### Excerpt to read
— start —
Please note that according to the transitional provision, the provisions of this Circular shall apply prospectively to all operations carried out from January 1, 2010.

Bank of Spain Circular 4/2004, of December 22, on standards for public and reserved financial information, and models for financial statements (hereinafter, the Accounting Circular), states that «this Circular, by its very nature, connects both with International Financial Reporting Standards and with the Spanish accounting framework, and will be subject to adaptation as that global framework evolves over time».

Regulations (EC) 494/2009 and 495/2009 of the Commission adopted for the European Union the modification of international accounting standard number 27 (IAS 27), on consolidated and separate financial statements, and of international financial reporting standard number 3 (IFRS 3), on business combinations. The combination of both standards represents the completion of the second phase of the review process initiated in 2004 by the International Accounting Standards Board regarding business combination and consolidation standards that had served as the basis for the current text of Circular 4/2004, cited above. In any case, the absence of international pronouncement regarding corporate operations between entities included in the same economic group has advised postponing the inclusion of their treatment in Circular 4/2004, pending their future development.
— end —
### Stated exercise 1
From the excerpt on Bank of Spain Circular 4/2004, set down the passage word for word, beginning at the words "Please note that" and stopping after "January 1, 2010.".
### Stated exercise 2
Take the excerpt on Bank of Spain Circular 4/2004 further, continuing from the point at which it stops.

### Dataset excerpt
— start —
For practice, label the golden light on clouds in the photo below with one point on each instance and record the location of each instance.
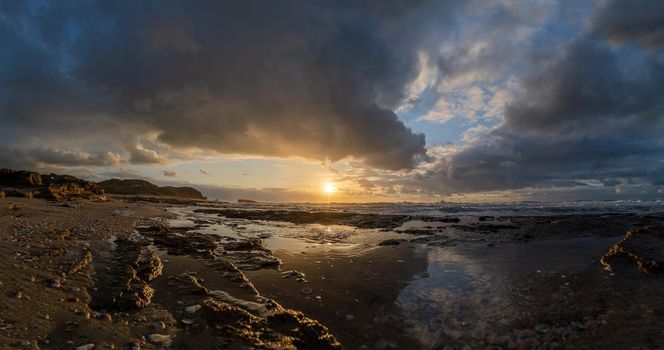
(329, 188)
— end —
### Written reply 1
Please note that according to the transitional provision, the provisions of this Circular shall apply prospectively to all operations carried out from January 1, 2010.

### Written reply 2
Consequently, in exercise of the powers granted, the Governing Council of the Bank of Spain, upon proposal of the Executive Committee, has approved this Circular, which contains the following standards:

SINGLE STANDARD

The following modifications are introduced in Circular 4/2004, of December 22, to credit institutions, on standards for public and reserved financial information, and models for financial statements [ 1 ] :

  1. The reference to the «Anonymous Companies Law» in standards first, paragraph 2, and fifty-ninth, paragraph 1, is replaced by «Consolidated Text of the Capital Companies Law».

  2. The reference to «indication fourteen of article 200 of the Consolidated Text of the Anonymous Companies Law» in standards twentieth, paragraph 7.a), and fifty-third, paragraph 1.g), is replaced by «indication thirteen of article 260 of the Consolidated Text of the Capital Companies Law».

  3. New wording is given to the first paragraph of paragraph 6 of standard fourteenth, which reads as follows:

«6. The fair value of assets acquired and liabilities assumed on the date a business combination occurs shall be estimated taking into account the following considerations:»

  1. Letter d) of paragraph 7 of standard twentieth is suppressed, and its letter e) becomes the new d).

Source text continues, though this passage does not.